FRAGMENTO DEL TEXTO:
◆ ◆ ◆ ◆ ◆

Ahora bien, ¿qué utilidad parece querer extraerle la sociedad del siglo XXI a la figura de un emperador romano que escribió una serie de reflexiones de inspiración filosófica, en griego y exclusivamente “para sí mismo” (de hecho, ese es el título del manuscrito original de las Meditaciones). Si atendemos a la inflación de publicaciones que estamos padeciendo en nuestros días en torno al estoicismo, se diría que el interés es máximo. Y resulta sorprendente, pues los valores de nuestra época se encuentran muchos más próximos a los de la doctrina epicúrea: no creemos que el cosmos tenga una organización racional, sino caótica; rehuimos cobardemente el dolor y buscamos ansiosos el placer como ‘sumo bien’ de la existencia; descreemos de cualquier tipo providencia trascendente y de que los dioses, caso de existir, se preocupen por nosotros… No, nada hay más alejado del estoicismo que el Occidente actual. Entonces, ¿qué está pasando? ¿Qué buscamos en Séneca, en Epicteto, en Marco Aurelio? Yo diría que, más que modelos que nos inspiren, se nos antojan figuras portentosas, heroicas, titánicas: ¡qué integridad, qué independencia, qué autarquía! Nos gustaría ser como ellos… pero sabemos que no les llegamos ni a la punta de la sandalia. Somos demasiado pusilánimes, frívolos e irresponsables. De acuerdo, compartimos con los estoicos los mismos miedos y temores, pero nuestras soluciones (paupérrimas) nada tienen que ver con las suyas: se nos antojan demasiado rotundas, exigentes, categóricas… Nos apabullan y nos admiran a partes iguales. Les contemplamos como seres de otra época, seguramente más grande y más bella, pero irremediablemente remota. Por eso cabe preguntarse si El emperador filósofo no podía ser sino lo que es: un ameno recorrido culturalista —con atinadas digresiones filosóficas, es verdad— acerca de un hombre, de una época y, quizás, de una cultura que ya no es la nuestra, y respecto a la cual no podemos dejar de sentirnos, con la mano en el corazón, quizás mejores, sí, más justos y bondadosos, pero irremediablemente… pequeños.

◆ ◆ ◆ ◆ ◆

DATOS PROPORCIONADOS:
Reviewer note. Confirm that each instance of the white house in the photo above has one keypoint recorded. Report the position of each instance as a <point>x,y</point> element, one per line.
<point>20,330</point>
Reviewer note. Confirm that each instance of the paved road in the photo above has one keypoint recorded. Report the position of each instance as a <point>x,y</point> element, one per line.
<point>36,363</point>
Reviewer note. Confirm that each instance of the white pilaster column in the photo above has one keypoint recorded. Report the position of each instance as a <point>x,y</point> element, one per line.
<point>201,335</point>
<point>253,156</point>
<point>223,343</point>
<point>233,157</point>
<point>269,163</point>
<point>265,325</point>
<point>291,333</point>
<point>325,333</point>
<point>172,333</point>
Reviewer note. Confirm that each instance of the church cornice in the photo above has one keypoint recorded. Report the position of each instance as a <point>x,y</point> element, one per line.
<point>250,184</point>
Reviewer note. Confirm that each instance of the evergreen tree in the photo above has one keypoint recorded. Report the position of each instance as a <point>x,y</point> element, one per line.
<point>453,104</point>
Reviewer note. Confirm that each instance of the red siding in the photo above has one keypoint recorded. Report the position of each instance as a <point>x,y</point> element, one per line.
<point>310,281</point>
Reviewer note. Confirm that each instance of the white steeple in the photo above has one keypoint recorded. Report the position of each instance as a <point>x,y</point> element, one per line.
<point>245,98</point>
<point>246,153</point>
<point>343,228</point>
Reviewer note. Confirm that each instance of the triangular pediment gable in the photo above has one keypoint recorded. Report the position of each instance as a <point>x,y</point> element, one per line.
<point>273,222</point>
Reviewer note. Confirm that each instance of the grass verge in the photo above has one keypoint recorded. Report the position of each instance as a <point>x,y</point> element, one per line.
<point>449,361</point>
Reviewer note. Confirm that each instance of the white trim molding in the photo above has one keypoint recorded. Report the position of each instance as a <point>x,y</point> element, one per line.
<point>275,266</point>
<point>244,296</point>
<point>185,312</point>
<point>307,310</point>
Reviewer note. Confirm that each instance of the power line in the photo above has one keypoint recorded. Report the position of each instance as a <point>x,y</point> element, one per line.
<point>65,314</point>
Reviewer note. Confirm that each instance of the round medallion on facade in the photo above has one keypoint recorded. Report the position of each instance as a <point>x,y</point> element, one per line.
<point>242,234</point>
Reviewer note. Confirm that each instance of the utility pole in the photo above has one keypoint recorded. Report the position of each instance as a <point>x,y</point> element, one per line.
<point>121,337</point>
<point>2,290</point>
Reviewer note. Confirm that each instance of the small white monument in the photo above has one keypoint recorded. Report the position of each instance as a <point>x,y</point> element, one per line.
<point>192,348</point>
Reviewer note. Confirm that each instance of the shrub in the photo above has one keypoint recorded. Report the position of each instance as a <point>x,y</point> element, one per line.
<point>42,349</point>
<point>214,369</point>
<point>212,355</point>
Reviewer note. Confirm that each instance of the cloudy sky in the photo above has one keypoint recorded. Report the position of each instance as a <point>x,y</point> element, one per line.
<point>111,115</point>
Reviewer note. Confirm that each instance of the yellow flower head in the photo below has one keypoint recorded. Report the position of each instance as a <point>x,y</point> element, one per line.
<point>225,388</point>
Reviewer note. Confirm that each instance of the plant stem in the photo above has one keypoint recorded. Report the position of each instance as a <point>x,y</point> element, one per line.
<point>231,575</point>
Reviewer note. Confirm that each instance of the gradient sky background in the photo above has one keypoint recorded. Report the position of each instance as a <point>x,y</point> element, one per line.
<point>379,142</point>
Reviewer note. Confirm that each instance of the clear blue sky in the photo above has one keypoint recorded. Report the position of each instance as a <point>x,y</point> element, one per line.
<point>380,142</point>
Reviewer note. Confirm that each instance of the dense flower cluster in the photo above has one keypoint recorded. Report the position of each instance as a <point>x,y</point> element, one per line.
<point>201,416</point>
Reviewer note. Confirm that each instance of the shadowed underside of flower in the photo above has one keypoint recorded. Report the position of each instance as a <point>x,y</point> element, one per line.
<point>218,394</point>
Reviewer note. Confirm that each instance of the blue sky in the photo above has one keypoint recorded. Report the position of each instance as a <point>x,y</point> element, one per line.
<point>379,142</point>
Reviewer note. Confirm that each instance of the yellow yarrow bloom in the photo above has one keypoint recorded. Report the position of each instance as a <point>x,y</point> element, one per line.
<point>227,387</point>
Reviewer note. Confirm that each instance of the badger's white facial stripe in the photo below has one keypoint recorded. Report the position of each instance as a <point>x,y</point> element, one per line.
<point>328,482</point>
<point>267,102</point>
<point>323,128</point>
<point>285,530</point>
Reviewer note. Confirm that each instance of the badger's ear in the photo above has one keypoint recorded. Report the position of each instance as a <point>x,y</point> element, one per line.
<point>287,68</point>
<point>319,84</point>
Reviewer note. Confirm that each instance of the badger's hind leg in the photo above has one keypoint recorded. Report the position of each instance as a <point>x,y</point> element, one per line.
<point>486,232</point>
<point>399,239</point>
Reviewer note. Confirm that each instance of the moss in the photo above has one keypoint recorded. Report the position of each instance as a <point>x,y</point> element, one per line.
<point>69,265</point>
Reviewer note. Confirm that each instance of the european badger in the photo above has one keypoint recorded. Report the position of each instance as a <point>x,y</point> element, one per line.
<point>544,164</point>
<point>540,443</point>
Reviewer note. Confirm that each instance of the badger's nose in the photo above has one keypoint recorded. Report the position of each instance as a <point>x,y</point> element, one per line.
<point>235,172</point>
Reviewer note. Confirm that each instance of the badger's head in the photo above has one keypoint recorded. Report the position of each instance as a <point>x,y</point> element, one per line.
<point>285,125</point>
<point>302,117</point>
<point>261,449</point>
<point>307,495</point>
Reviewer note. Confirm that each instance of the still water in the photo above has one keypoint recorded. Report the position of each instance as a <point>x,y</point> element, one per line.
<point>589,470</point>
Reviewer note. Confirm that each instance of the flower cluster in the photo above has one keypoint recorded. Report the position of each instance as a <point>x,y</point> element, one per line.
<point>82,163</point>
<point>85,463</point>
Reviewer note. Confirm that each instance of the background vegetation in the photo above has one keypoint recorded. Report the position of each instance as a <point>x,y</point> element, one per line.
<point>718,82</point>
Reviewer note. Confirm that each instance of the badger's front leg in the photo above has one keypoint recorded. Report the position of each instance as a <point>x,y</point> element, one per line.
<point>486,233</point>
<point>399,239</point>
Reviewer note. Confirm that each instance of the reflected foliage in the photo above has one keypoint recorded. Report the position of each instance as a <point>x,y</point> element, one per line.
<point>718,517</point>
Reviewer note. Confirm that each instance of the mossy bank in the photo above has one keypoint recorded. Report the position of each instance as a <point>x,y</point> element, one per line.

◆ ◆ ◆ ◆ ◆

ENUNCIADO DEL PROBLEMA:
Responde según el fragmento sobre el estoicismo:
(a) ¿En qué lengua escribió el emperador romano sus reflexiones?
(b) ¿A qué doctrina se encuentran más próximos los valores de nuestra época?
(c) ¿Con qué tres adjetivos se describe a los de nuestra época en la frase que empieza por "Somos demasiado"?
Los registros no tienen ningún papel aquí.

SOLUCIÓN PROPUESTA:
(a) En griego.
(b) A la doctrina epicúrea.
(c) Pusilánimes, frívolos e irresponsables.